-- WHAT THE EXERCISE ASKS --
Copy out the data below word for word, starting at the line that contains "Identify the jeans" and continuing through the end of the data.

-.-.-

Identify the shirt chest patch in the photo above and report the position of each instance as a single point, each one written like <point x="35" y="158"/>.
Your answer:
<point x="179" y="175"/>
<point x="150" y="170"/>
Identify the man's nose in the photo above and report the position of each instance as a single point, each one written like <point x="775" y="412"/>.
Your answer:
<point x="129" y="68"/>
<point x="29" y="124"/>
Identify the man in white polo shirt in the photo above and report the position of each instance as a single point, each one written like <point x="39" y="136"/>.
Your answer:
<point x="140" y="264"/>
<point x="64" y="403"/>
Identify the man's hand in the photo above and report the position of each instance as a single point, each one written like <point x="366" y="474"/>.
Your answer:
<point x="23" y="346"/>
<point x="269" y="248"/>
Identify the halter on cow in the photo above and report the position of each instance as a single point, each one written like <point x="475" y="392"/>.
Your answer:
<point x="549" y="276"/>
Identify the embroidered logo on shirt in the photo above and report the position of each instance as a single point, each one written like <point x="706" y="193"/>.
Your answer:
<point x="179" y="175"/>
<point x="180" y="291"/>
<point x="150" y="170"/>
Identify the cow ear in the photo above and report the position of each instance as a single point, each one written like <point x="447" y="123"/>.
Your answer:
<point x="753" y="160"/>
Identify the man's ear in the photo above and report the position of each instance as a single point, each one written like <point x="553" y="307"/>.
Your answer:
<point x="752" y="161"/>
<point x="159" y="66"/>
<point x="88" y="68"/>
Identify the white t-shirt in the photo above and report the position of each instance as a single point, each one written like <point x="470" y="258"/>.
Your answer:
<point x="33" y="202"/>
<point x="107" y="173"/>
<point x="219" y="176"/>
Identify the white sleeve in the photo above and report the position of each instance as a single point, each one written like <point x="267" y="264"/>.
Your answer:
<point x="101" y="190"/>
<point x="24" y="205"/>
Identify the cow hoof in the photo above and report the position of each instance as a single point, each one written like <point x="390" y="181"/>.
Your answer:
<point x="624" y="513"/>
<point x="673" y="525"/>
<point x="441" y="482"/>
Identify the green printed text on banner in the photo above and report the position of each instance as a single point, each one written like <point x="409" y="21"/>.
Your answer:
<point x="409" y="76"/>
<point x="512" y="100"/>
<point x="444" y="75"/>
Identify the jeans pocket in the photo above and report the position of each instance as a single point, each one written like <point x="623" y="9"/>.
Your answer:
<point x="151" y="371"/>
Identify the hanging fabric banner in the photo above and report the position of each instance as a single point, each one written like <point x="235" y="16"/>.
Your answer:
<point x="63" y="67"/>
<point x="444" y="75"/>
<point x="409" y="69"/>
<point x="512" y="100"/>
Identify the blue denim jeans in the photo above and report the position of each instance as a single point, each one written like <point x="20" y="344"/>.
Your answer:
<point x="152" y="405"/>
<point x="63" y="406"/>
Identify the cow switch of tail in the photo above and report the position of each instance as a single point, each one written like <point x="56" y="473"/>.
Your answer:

-.-.-

-- CORRECT ANSWER --
Identify the jeans pocket in the photo above and report the position of each instance as a single point, each one written like <point x="623" y="9"/>.
Your answer:
<point x="151" y="371"/>
Identify the hanging fabric banner in the photo above and report the position of each instance as a single point, each one written like <point x="235" y="16"/>.
Your answer:
<point x="63" y="67"/>
<point x="444" y="75"/>
<point x="409" y="69"/>
<point x="512" y="100"/>
Identify the blue denim jeans in the photo above and report the position of each instance as a single point, each one written like <point x="20" y="344"/>.
Your answer:
<point x="152" y="405"/>
<point x="63" y="406"/>
Identify the cow switch of tail in the photo above and report the position of each instance as a single point, each one written like <point x="56" y="473"/>.
Your answer:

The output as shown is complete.